┌────────

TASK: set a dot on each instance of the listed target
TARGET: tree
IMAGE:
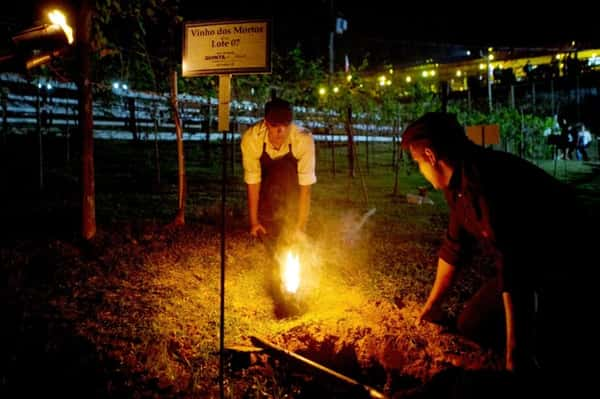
(88, 205)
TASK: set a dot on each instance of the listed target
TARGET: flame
(58, 18)
(291, 273)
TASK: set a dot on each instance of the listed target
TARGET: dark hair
(439, 131)
(278, 112)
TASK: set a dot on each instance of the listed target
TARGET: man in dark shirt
(522, 217)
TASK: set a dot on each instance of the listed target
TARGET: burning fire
(58, 18)
(291, 273)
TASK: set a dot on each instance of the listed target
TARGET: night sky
(411, 32)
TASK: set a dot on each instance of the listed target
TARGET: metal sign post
(224, 48)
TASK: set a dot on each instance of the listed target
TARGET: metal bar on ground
(277, 350)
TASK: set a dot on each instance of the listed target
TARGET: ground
(135, 312)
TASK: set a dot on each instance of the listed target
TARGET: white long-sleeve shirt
(303, 149)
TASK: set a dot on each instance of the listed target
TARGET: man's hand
(257, 229)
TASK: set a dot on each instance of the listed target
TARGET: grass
(135, 313)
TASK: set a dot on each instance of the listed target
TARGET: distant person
(279, 170)
(525, 220)
(584, 139)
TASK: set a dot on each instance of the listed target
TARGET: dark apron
(278, 202)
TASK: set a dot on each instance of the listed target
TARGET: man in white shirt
(584, 138)
(279, 169)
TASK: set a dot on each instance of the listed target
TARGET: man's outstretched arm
(443, 279)
(253, 199)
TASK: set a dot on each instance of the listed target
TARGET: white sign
(231, 47)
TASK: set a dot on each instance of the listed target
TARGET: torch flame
(291, 273)
(58, 18)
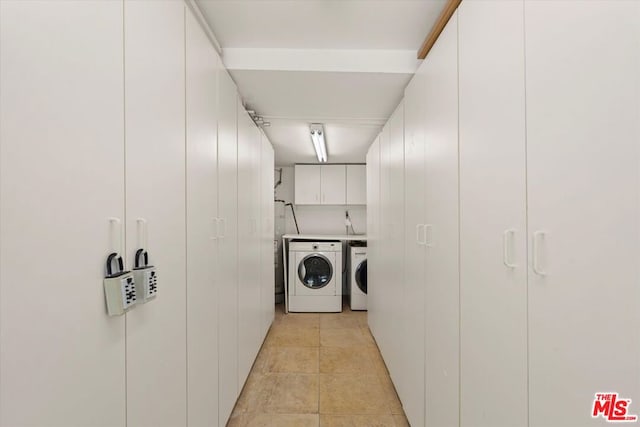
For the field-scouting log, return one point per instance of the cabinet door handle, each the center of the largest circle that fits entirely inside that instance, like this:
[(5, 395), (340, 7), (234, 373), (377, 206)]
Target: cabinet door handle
[(428, 235), (507, 247), (213, 235), (538, 236), (223, 221), (115, 234), (421, 241)]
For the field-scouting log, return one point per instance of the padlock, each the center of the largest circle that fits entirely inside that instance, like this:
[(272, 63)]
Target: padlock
[(145, 277), (119, 287)]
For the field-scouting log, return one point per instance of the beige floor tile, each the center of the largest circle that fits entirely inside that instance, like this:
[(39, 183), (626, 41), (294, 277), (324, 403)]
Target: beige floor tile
[(293, 394), (310, 320), (343, 338), (274, 420), (356, 421), (293, 336), (354, 360), (344, 394), (302, 360), (255, 394), (338, 321), (368, 336), (391, 397), (401, 421)]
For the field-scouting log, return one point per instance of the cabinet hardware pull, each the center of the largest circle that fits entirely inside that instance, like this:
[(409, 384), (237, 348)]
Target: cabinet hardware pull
[(536, 249), (507, 245)]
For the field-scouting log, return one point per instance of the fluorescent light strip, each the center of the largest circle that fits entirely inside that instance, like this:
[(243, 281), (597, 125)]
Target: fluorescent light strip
[(317, 137)]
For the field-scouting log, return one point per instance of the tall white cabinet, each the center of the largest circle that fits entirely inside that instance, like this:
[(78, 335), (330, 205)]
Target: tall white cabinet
[(155, 207), (61, 179), (522, 199), (583, 196), (413, 300), (119, 132), (493, 230), (202, 64), (227, 232)]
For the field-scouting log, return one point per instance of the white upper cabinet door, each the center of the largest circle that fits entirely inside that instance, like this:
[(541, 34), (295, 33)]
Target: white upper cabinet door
[(412, 308), (228, 244), (155, 196), (62, 178), (202, 65), (441, 230), (583, 154), (307, 184), (333, 184), (356, 184), (493, 268)]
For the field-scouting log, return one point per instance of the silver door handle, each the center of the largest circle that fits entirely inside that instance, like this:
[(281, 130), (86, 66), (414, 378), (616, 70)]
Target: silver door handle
[(538, 236), (507, 246)]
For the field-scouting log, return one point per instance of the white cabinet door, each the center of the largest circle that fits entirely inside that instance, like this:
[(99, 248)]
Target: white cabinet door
[(441, 189), (62, 178), (202, 66), (267, 261), (227, 244), (373, 239), (412, 308), (378, 306), (493, 268), (307, 184), (333, 189), (356, 185), (249, 292), (395, 262), (584, 207), (155, 193)]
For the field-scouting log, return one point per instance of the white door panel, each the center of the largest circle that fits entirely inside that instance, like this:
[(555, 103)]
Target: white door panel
[(441, 189), (62, 177), (202, 65), (584, 197), (493, 295), (227, 245), (155, 192), (412, 309)]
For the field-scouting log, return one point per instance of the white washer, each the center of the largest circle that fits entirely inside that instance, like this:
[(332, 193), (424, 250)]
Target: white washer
[(315, 276), (358, 277)]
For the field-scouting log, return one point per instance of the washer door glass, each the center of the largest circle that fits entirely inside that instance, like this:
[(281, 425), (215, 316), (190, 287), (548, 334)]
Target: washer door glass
[(361, 276), (315, 271)]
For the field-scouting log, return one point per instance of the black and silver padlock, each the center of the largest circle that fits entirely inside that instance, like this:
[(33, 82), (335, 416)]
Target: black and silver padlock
[(119, 287), (145, 276)]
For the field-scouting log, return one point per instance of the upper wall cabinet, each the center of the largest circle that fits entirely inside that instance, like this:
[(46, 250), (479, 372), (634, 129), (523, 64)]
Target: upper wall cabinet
[(307, 184), (333, 189), (330, 185), (356, 185)]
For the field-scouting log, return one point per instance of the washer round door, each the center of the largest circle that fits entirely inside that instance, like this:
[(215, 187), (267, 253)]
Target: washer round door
[(361, 276), (315, 271)]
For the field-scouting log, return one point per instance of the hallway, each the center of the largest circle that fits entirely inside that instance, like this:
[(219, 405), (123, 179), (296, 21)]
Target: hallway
[(319, 369)]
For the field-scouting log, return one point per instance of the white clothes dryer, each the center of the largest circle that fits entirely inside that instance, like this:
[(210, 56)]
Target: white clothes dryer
[(358, 277), (315, 276)]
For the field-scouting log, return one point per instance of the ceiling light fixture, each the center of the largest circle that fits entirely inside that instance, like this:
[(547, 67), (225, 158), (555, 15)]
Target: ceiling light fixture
[(317, 137)]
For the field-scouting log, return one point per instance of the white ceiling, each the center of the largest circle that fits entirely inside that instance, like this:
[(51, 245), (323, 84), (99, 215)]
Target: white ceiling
[(343, 63)]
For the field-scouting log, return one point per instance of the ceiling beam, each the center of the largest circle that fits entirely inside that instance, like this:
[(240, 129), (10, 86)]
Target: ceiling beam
[(445, 15), (324, 60)]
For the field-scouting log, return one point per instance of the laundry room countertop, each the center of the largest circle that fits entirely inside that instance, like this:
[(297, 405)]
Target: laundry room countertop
[(341, 237)]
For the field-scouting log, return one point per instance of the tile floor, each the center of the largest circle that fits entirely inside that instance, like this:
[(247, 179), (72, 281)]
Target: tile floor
[(319, 370)]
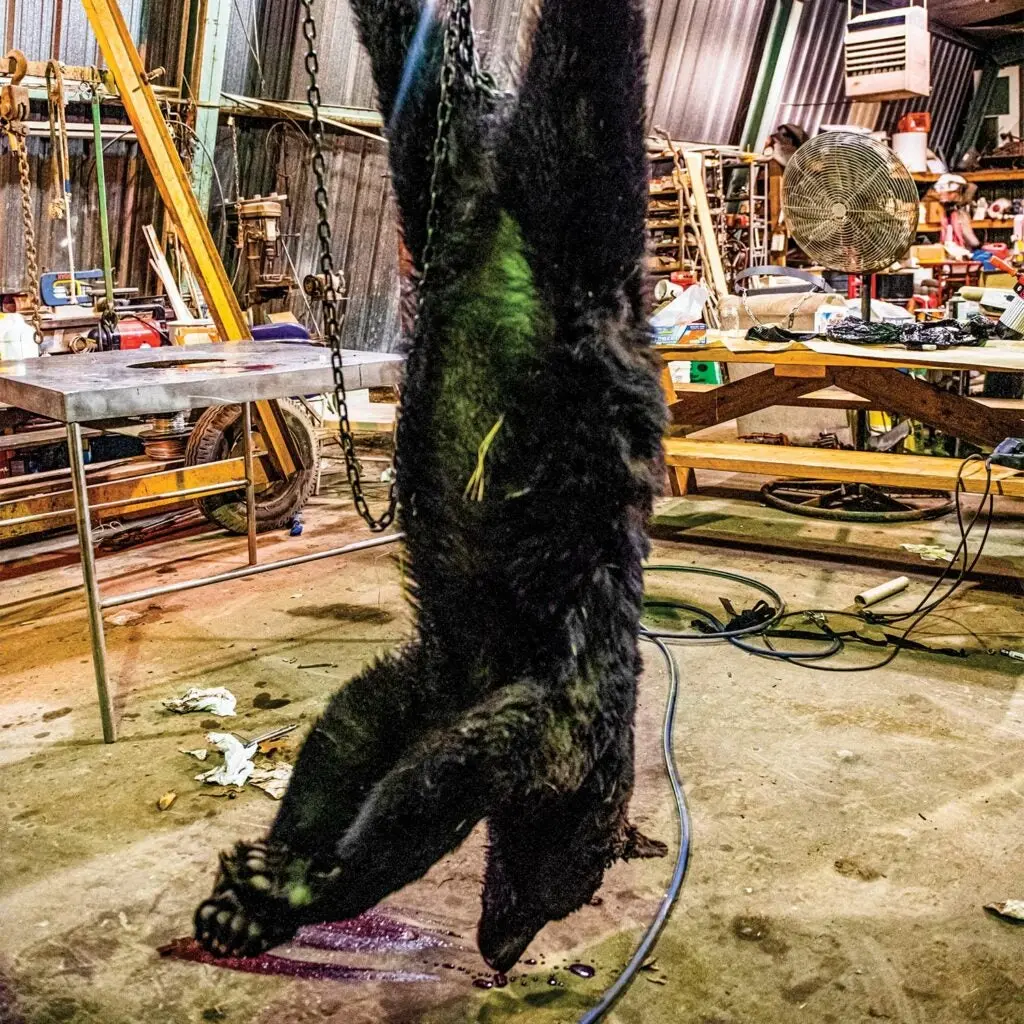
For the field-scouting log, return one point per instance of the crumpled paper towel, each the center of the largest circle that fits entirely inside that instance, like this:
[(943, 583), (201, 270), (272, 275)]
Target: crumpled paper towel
[(273, 778), (216, 700), (238, 764)]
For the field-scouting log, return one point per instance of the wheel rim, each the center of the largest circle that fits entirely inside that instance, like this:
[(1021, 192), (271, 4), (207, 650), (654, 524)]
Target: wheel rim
[(856, 502)]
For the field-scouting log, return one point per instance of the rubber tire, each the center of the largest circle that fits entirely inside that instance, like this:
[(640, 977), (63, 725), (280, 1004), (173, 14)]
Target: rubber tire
[(216, 435), (770, 499)]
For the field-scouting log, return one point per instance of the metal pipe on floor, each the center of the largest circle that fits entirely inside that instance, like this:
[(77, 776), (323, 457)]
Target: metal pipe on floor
[(204, 492), (174, 588), (247, 429)]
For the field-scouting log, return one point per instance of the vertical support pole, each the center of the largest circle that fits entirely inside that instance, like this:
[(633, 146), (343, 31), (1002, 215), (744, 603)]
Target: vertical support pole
[(247, 429), (104, 225), (179, 202), (89, 580), (211, 54), (976, 112), (773, 69)]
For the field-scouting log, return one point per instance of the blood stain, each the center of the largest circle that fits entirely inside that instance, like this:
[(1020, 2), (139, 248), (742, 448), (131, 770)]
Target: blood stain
[(582, 970)]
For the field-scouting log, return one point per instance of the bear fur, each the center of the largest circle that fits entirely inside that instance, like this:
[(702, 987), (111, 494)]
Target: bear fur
[(528, 453)]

└────────

Directions -> The lines to reproduce run from the line containing "[(943, 583), (201, 270), (272, 275)]" to the end of the listing; write them out exactly and add nothing.

Solution to this task ->
[(943, 583), (201, 270), (272, 275)]
Target: crumpled paper towel
[(273, 778), (216, 700), (238, 764)]
For the field-scouting log, return one point per instance of the wheel rim, each the center of the largest circle that fits entirely inside that instance, like this:
[(1021, 192), (271, 4), (207, 650), (654, 524)]
Target: wheel rim
[(856, 502)]
For the field-scouting log, return one point per instance of the rubber tire, each the center of the largest circle that fits entirely inside that instance, like this:
[(640, 977), (63, 725), (280, 1004), (173, 14)]
Target: rubber tire
[(216, 435), (770, 499)]
For the field-scouting log, return one point per instance of the metal pipe on floor, each the center of the largest circle that fits entirely inside that instance, like this:
[(77, 776), (323, 457)]
Target: metal pipe on floor
[(204, 492), (174, 588), (247, 429)]
For the field-scouting log, return one point per instance of the vertical support pole, each the center of the largest circle that fits entirely inside that instance, like this:
[(633, 146), (343, 31), (1002, 215), (744, 603)]
Target: vertical support pole
[(247, 429), (104, 225), (179, 202), (89, 580), (211, 54), (976, 112), (773, 69)]
For the field-scouting log, return one point per instance of the blood stain, each the center of the largest circle that fits entirely inside that instance, like this:
[(1020, 2), (139, 248), (742, 448), (131, 770)]
Target: blood stain
[(582, 970)]
For the field-scouting log, return one point per instance of the bear fur, each the center of the largest circle that fits entirely inside that instance, like this:
[(702, 987), (111, 494)]
Target: bear fur
[(528, 453)]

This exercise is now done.